Text shown:
<<<<

About 2010, here is one thing I can say with certainty. Every cent of every dollar I spend on political contributions in the year 2010 is going to go to whatever Democrat is running against Joe Lieberman in his next election. I don’t care who it is, as long as it isn’t Joe.
The day before, Mr. Lieberman threatened on national television to join the Republicans in blocking the health care bill, President Obama’s chief domestic initiative. Within hours, he was in a meeting at the Capitol with top White House officials.
And on Monday night, Democratic senators emerged from a tense 90-minute closed-door session and suggested that they were on the verge of bowing to Mr. Lieberman’s main demands: that they scrap a plan to let people buy into Medicare beginning at age 55, and scotch even a fallback version of a new government-run health insurance plan, or public option.

>>>>

Exercise directions: Continue the passage about Joe Lieberman and the health care bill, starting right after its last sentence. The data items below the text come from a separate source.

(Data items)
<<<<

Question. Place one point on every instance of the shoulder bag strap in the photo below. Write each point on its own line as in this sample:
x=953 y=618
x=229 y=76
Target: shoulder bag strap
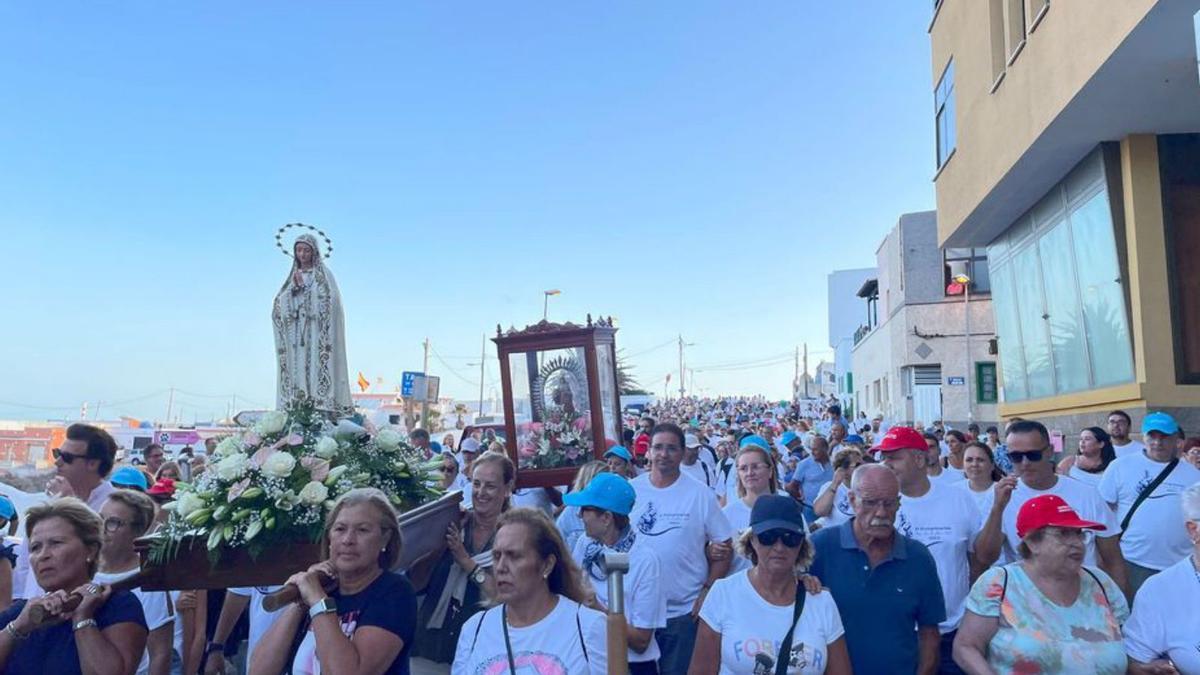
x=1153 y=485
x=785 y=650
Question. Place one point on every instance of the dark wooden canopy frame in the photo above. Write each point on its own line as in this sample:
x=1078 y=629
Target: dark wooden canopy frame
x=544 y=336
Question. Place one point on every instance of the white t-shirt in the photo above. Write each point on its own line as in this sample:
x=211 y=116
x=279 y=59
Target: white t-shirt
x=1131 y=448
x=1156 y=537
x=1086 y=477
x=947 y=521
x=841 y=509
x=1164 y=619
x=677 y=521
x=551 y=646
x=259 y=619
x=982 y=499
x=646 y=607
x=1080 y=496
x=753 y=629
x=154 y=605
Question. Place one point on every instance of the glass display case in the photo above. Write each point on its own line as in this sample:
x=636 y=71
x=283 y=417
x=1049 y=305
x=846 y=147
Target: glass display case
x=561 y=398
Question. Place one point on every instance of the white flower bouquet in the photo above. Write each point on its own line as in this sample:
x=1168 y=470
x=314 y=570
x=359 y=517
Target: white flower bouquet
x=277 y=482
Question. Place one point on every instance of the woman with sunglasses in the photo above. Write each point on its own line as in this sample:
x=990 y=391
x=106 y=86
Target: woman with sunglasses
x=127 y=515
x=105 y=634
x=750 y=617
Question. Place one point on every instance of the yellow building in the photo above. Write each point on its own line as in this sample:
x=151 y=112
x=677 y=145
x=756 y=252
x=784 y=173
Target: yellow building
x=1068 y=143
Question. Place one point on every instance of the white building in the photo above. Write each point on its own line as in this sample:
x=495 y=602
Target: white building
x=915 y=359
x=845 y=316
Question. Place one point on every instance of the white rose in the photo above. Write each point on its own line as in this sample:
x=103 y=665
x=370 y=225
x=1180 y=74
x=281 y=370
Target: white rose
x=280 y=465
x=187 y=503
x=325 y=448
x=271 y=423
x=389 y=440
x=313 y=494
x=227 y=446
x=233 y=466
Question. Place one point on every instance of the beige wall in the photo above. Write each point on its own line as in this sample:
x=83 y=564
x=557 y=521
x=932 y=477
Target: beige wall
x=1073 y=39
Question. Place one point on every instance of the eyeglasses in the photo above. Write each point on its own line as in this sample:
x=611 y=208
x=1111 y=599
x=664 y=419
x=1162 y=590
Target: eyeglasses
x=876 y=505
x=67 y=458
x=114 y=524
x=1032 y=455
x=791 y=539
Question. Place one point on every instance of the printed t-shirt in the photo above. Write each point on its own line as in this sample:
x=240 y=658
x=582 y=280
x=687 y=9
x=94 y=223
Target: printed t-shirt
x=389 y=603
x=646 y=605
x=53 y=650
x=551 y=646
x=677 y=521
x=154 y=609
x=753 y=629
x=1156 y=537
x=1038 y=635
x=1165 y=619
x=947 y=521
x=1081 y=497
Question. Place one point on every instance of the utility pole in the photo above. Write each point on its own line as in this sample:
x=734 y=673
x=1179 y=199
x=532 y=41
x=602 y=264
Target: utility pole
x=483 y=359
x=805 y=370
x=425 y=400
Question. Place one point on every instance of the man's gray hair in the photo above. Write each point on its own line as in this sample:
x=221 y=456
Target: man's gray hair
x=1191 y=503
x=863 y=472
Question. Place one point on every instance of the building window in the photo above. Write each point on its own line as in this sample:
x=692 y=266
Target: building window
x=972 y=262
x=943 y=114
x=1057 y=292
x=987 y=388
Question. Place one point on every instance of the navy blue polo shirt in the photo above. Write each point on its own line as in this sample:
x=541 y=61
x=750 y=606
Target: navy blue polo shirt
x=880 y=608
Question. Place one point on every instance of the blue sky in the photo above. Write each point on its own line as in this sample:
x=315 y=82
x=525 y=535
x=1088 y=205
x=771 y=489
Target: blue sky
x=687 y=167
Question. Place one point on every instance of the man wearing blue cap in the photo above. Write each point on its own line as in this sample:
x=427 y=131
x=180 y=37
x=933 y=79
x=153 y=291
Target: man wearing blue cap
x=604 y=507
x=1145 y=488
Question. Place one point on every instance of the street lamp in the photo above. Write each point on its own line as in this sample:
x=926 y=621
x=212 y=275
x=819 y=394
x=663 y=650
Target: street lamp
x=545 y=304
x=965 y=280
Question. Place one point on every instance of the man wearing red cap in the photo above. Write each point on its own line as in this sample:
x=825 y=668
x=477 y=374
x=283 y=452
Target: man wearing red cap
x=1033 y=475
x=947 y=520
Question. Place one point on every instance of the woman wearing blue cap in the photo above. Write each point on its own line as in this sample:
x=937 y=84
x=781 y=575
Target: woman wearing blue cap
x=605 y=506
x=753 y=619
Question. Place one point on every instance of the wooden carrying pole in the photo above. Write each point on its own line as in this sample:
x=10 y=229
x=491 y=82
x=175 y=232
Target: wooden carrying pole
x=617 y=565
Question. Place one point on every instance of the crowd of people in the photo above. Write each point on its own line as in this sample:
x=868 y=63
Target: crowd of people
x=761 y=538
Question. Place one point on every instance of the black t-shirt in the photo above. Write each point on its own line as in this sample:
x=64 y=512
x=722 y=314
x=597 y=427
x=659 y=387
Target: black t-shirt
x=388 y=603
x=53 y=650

>>>>

Exercise response:
At this point, the health care reform bill has been stripped of so many provisions, it’s basically meaningless, and will serve only to help insurance companies — the same carrion birds that have been picking over the corpses of middle America for years now. There’s no point whatsoever in trying for reform. Ridiculous, futile and waste of time.
UPDATE: Howard Dean is apparently calling for the Senate to kill the Senate version of the bill as worthless and to return to the house bill through the reconciliation process. Probably the best idea for retaining some semblance of actual reform.